§ TASK: In the lines below, find the one that contains "Where in this photo can the open" and write it out exactly, along with every line that follows it.

§ GIVEN INFORMATION:
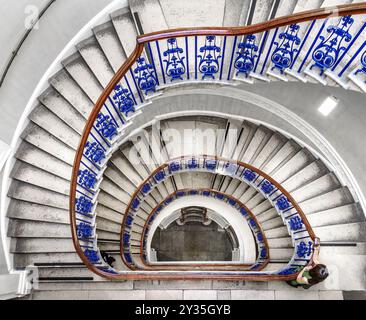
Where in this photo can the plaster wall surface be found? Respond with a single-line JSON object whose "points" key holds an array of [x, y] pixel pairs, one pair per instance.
{"points": [[56, 28]]}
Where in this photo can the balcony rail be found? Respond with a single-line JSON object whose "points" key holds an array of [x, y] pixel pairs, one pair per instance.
{"points": [[215, 56]]}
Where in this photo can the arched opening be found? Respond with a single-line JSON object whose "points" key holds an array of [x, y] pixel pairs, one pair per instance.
{"points": [[193, 236]]}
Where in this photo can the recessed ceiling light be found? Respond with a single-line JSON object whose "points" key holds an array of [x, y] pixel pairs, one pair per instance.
{"points": [[328, 105]]}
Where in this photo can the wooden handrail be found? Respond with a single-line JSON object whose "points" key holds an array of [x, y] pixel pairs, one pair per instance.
{"points": [[171, 266], [342, 10]]}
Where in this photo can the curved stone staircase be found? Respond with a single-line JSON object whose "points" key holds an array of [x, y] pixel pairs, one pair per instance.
{"points": [[38, 212]]}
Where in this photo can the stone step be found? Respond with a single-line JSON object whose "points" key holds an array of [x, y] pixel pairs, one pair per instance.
{"points": [[150, 15], [274, 144], [60, 107], [281, 254], [69, 89], [355, 232], [21, 260], [30, 193], [126, 30], [36, 157], [64, 272], [322, 185], [23, 210], [52, 124], [40, 178], [280, 243], [309, 174], [267, 215], [110, 44], [339, 215], [83, 76], [259, 140], [45, 141], [327, 201], [272, 223], [191, 13], [296, 162], [279, 161], [236, 13]]}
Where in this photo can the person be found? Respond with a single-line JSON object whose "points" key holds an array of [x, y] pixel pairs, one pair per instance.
{"points": [[313, 273]]}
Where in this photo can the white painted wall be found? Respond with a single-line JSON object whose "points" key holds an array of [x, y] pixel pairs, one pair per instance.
{"points": [[13, 16], [57, 27]]}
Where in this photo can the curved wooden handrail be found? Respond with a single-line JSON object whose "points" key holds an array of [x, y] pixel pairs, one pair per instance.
{"points": [[342, 10], [171, 266]]}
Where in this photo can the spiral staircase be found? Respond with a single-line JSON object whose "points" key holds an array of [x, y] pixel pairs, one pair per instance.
{"points": [[44, 165]]}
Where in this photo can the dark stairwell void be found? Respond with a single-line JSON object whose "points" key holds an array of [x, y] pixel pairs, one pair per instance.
{"points": [[194, 237]]}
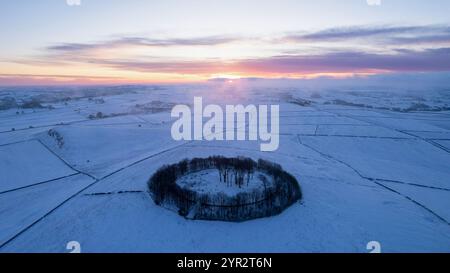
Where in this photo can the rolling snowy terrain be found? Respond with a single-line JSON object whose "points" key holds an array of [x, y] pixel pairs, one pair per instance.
{"points": [[373, 166]]}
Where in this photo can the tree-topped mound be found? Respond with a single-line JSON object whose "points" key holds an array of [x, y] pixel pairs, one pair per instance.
{"points": [[226, 189]]}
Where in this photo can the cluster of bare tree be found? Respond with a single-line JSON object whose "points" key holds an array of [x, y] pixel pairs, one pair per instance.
{"points": [[277, 194]]}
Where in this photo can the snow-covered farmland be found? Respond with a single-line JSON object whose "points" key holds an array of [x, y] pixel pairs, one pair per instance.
{"points": [[372, 168]]}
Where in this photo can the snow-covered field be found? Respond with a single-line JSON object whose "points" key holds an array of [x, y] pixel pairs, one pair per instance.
{"points": [[373, 166]]}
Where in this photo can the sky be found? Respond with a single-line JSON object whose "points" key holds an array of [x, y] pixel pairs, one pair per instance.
{"points": [[150, 41]]}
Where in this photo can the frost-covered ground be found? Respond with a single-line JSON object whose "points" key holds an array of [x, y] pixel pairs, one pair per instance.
{"points": [[373, 166]]}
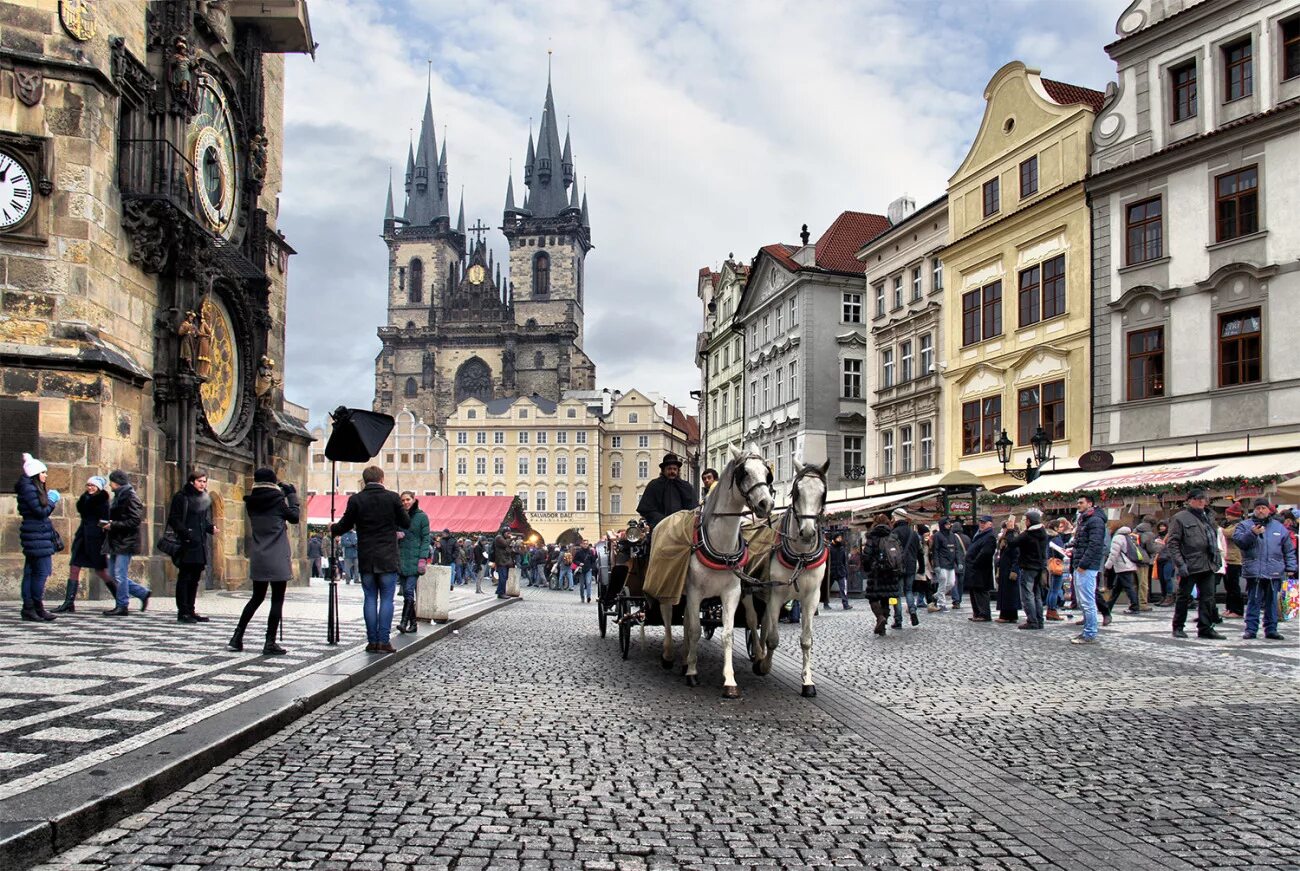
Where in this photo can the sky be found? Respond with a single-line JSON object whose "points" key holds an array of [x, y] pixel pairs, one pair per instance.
{"points": [[702, 128]]}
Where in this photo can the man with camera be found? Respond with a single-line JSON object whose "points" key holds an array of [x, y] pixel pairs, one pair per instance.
{"points": [[1268, 555]]}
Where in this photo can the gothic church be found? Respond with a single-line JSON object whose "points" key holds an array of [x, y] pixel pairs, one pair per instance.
{"points": [[458, 325]]}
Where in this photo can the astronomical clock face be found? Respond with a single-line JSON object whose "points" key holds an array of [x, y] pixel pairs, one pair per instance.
{"points": [[219, 360], [213, 151]]}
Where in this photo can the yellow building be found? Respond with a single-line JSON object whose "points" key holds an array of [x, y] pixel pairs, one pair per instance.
{"points": [[1018, 306]]}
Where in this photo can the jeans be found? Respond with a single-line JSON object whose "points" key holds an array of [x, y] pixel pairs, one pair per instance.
{"points": [[1261, 594], [120, 566], [1086, 597], [35, 572], [377, 607], [1031, 597]]}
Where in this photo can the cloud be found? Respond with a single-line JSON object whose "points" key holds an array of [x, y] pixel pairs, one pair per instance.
{"points": [[700, 129]]}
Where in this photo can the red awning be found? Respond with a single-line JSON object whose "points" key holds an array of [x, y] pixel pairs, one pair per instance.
{"points": [[458, 514]]}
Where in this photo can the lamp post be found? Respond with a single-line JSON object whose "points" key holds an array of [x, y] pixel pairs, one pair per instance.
{"points": [[1041, 447]]}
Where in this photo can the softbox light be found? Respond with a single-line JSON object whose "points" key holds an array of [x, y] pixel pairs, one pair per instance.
{"points": [[358, 434]]}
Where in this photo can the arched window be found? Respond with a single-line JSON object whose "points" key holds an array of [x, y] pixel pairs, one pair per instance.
{"points": [[415, 291], [541, 273]]}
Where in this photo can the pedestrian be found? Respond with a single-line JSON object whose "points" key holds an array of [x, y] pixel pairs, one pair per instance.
{"points": [[316, 550], [979, 570], [1268, 557], [87, 550], [37, 536], [1123, 560], [122, 541], [349, 544], [414, 553], [1086, 559], [1192, 545], [502, 559], [190, 520], [884, 566], [377, 515], [1031, 557], [271, 506]]}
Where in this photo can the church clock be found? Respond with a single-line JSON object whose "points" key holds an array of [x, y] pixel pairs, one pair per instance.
{"points": [[215, 156]]}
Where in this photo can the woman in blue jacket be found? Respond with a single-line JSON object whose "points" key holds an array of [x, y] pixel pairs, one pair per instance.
{"points": [[37, 536]]}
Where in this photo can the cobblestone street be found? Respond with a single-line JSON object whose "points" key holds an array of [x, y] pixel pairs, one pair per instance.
{"points": [[525, 741]]}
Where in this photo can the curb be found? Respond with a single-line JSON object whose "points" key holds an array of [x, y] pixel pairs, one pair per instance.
{"points": [[44, 822]]}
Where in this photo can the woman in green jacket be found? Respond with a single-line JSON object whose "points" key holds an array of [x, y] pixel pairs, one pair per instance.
{"points": [[414, 555]]}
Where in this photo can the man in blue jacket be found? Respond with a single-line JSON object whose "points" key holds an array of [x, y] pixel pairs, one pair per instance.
{"points": [[1090, 553], [1268, 555]]}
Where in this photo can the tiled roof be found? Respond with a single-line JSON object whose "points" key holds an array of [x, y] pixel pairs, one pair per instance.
{"points": [[1067, 94], [843, 239]]}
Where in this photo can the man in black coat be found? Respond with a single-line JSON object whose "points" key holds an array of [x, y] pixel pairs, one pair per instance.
{"points": [[667, 494], [376, 512]]}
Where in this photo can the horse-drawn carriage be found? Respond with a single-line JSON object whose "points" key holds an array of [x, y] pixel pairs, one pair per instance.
{"points": [[718, 564]]}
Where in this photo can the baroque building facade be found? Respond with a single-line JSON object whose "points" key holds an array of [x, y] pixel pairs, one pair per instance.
{"points": [[143, 310], [459, 326], [905, 293], [1196, 228], [1017, 306]]}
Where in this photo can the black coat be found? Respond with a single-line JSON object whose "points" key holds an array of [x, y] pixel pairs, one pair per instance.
{"points": [[89, 541], [376, 512], [271, 507], [190, 518], [664, 497]]}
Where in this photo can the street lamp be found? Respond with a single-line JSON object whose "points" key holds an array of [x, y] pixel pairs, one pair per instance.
{"points": [[1041, 445]]}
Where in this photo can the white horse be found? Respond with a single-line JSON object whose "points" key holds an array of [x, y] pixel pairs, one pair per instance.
{"points": [[746, 482], [796, 568]]}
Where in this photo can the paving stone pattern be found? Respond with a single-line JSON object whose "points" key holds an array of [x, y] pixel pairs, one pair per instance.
{"points": [[527, 742]]}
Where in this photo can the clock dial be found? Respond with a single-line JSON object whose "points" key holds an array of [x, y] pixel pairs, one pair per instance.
{"points": [[213, 152], [16, 187]]}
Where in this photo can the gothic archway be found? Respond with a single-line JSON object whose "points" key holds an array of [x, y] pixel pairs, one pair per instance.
{"points": [[473, 380]]}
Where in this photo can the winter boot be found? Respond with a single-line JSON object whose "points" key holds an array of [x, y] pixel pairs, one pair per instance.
{"points": [[69, 605]]}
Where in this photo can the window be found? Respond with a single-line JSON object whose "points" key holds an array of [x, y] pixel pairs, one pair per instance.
{"points": [[1238, 73], [1236, 203], [852, 454], [1144, 232], [1030, 177], [982, 420], [852, 378], [1291, 48], [1041, 406], [1183, 81], [1145, 351], [852, 308], [1239, 347], [982, 313], [992, 196]]}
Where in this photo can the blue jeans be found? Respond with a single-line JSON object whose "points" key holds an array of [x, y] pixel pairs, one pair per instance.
{"points": [[1086, 597], [35, 572], [377, 607], [120, 564], [1261, 594]]}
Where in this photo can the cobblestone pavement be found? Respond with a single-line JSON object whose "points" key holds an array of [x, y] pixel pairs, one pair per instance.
{"points": [[86, 688], [527, 742]]}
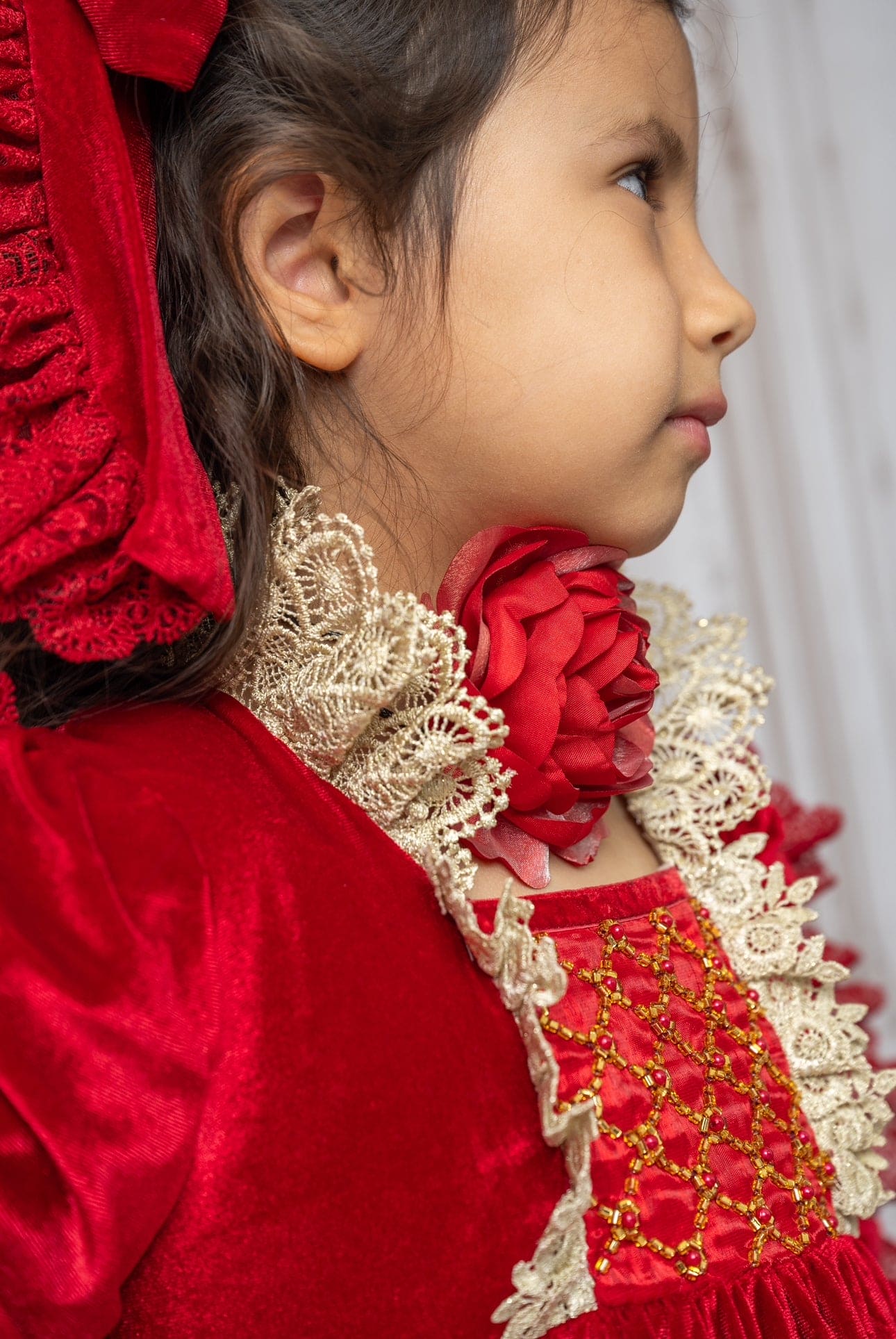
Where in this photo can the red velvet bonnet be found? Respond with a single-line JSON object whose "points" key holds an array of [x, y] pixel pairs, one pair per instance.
{"points": [[109, 529]]}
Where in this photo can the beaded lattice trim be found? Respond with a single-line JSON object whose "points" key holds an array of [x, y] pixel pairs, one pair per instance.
{"points": [[369, 690], [706, 781]]}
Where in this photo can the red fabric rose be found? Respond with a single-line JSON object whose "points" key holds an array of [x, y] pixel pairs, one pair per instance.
{"points": [[556, 643]]}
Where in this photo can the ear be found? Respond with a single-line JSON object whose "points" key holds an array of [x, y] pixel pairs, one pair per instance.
{"points": [[298, 243]]}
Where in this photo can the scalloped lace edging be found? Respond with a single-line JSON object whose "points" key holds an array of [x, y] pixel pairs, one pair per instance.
{"points": [[369, 690]]}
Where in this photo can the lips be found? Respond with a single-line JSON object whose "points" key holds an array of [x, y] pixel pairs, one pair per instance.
{"points": [[709, 410]]}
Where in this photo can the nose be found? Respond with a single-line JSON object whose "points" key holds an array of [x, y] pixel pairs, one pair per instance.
{"points": [[717, 315], [737, 319]]}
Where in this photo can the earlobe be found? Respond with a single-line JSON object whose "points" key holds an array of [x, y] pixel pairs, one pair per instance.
{"points": [[297, 240]]}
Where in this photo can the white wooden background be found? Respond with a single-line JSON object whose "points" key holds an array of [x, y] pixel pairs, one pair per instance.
{"points": [[793, 520]]}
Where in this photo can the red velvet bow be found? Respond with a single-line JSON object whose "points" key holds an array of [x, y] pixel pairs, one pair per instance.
{"points": [[109, 531]]}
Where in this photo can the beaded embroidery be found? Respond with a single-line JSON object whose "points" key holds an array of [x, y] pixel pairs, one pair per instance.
{"points": [[678, 1037], [369, 690]]}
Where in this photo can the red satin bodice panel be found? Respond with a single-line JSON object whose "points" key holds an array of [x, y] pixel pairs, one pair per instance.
{"points": [[252, 1082]]}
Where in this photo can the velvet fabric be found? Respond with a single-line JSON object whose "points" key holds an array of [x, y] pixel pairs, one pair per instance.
{"points": [[109, 529], [252, 1082]]}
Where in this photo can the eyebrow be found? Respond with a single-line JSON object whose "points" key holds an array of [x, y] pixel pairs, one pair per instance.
{"points": [[669, 141]]}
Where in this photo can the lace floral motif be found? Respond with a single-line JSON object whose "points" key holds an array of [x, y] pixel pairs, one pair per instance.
{"points": [[708, 781], [369, 690]]}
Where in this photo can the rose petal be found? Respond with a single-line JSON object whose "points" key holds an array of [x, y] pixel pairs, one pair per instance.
{"points": [[526, 857]]}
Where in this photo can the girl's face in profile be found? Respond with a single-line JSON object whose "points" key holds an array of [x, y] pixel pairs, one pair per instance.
{"points": [[586, 319]]}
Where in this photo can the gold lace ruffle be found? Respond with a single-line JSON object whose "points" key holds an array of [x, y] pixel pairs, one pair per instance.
{"points": [[367, 689]]}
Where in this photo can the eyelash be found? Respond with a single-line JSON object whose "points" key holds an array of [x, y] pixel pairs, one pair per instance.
{"points": [[649, 172]]}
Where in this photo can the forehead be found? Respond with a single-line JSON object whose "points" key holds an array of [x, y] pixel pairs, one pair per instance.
{"points": [[622, 62]]}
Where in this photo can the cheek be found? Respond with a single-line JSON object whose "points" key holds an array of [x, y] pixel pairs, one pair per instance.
{"points": [[570, 327]]}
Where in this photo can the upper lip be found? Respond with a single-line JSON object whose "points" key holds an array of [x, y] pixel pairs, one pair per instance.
{"points": [[709, 409]]}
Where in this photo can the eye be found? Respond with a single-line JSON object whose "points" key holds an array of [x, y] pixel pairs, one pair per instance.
{"points": [[639, 180], [635, 181]]}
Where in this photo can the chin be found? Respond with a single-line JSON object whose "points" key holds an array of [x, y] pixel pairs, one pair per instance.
{"points": [[649, 532]]}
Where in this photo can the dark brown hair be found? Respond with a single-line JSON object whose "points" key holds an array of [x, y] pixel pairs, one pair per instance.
{"points": [[383, 95]]}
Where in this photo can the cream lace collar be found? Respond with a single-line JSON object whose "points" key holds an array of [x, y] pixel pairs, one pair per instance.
{"points": [[367, 689]]}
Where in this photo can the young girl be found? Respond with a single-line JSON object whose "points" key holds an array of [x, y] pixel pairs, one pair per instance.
{"points": [[379, 963]]}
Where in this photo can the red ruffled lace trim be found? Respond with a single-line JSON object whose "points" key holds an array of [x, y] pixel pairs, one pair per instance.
{"points": [[822, 1294], [69, 488]]}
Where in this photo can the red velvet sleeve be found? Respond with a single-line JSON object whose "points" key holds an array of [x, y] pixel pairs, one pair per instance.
{"points": [[108, 1026]]}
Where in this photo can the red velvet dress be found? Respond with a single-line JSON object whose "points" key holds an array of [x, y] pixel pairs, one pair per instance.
{"points": [[252, 1082]]}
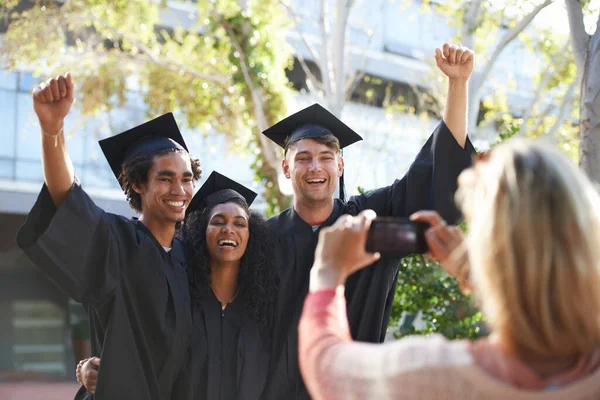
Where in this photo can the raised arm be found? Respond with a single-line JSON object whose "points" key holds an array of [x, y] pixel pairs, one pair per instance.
{"points": [[52, 101], [332, 365], [456, 62]]}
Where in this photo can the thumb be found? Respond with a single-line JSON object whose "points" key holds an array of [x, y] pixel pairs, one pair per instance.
{"points": [[70, 88], [370, 258], [439, 59]]}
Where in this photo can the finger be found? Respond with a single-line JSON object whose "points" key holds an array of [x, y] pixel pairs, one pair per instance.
{"points": [[444, 233], [44, 93], [466, 56], [62, 86], [430, 216], [38, 94], [370, 258], [458, 55], [439, 58], [437, 251], [446, 50], [53, 85], [48, 90], [342, 221], [70, 86], [452, 55], [95, 361]]}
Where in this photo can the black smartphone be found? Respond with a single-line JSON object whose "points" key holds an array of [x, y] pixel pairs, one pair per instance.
{"points": [[397, 237]]}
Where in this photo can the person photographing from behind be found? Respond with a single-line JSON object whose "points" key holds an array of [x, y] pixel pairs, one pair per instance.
{"points": [[531, 258]]}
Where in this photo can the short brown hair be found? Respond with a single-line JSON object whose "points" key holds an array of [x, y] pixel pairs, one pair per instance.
{"points": [[135, 172], [328, 140]]}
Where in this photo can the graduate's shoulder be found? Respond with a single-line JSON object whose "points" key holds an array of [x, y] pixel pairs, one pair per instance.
{"points": [[279, 221]]}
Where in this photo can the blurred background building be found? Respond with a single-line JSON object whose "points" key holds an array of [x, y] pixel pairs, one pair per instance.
{"points": [[40, 326]]}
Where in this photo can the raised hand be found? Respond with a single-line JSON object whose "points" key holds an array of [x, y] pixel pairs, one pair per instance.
{"points": [[342, 249], [445, 242], [52, 101], [455, 61]]}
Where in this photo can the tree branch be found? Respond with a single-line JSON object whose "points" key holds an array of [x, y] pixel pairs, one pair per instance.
{"points": [[338, 50], [564, 109], [546, 77], [579, 37], [269, 151], [325, 68], [294, 16], [311, 80], [470, 22], [352, 84], [510, 36]]}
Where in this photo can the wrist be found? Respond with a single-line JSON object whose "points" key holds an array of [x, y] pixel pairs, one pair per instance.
{"points": [[458, 81], [324, 276], [52, 127]]}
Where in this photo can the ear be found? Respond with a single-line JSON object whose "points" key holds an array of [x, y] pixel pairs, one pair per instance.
{"points": [[286, 168], [340, 166], [139, 189]]}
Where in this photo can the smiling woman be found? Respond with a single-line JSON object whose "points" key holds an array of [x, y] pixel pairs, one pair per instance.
{"points": [[233, 285]]}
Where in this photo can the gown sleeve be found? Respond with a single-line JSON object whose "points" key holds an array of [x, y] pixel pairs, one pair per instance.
{"points": [[430, 182], [75, 245]]}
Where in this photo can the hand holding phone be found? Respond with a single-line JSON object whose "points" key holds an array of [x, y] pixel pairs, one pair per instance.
{"points": [[397, 237]]}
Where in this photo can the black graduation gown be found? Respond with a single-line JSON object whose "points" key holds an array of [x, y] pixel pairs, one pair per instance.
{"points": [[229, 352], [430, 183], [136, 293]]}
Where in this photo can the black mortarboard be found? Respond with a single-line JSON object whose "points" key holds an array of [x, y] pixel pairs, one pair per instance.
{"points": [[158, 134], [312, 122], [219, 189]]}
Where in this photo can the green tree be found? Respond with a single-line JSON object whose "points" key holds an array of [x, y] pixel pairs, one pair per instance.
{"points": [[586, 48], [223, 67]]}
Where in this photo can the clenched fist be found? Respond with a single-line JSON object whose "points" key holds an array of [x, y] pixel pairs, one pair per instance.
{"points": [[455, 61], [52, 101]]}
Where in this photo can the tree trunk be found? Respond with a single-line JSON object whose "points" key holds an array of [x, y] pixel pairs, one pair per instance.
{"points": [[480, 75], [586, 49]]}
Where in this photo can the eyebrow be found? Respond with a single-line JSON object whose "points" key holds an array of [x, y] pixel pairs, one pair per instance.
{"points": [[306, 152], [222, 216], [167, 172]]}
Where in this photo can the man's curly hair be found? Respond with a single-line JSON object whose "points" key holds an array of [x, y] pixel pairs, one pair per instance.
{"points": [[135, 172], [257, 280]]}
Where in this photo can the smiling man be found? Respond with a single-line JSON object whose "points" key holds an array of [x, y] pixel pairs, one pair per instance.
{"points": [[312, 139], [130, 274]]}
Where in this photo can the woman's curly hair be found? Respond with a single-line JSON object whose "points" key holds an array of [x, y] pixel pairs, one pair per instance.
{"points": [[135, 172], [258, 278]]}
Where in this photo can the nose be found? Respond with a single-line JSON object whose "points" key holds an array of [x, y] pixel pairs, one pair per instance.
{"points": [[227, 228], [315, 165], [177, 188]]}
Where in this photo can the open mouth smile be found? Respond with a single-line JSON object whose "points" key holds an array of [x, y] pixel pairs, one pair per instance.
{"points": [[227, 243]]}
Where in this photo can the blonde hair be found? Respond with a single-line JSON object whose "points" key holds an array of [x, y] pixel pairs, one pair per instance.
{"points": [[534, 248]]}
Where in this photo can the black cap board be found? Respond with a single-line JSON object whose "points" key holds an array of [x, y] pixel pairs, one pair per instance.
{"points": [[158, 134], [219, 189], [311, 122]]}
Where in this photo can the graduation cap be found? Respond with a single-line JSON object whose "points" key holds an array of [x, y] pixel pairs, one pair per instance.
{"points": [[219, 189], [312, 122], [158, 134]]}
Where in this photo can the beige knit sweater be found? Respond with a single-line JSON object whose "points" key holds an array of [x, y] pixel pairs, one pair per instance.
{"points": [[334, 367]]}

§ ANSWER TO THE EXERCISE:
Where in this photo can the open mouth smile be found? Respond with a single-line JSON object whose "points" key holds an array of [x, y] pixel pairs, one pair per instance.
{"points": [[227, 243]]}
Where in this photo can the blonde hair be found? Respond with a single-line JSON object whose "points" key holds an array of [x, y] pixel pairs, one pair per instance.
{"points": [[534, 248]]}
Where in this photo can the black cap board be found? Respond with a single-line JSON object whose "points" key holds an array of [x, y] pixel pairs, one pair per instance.
{"points": [[158, 134], [219, 189], [311, 122]]}
Where in this photo can the graduation cap be found? Respond with a single-line JSON object whose "points" key holds an array of [x, y] pixel pairs, one pair per instance.
{"points": [[219, 189], [312, 122], [158, 134]]}
Where in this photo can the beige knit sweater be found? Respond with a single-line JSON object whose "points" key holds an array of [x, y] pixel pairs, one pair per instance.
{"points": [[334, 367]]}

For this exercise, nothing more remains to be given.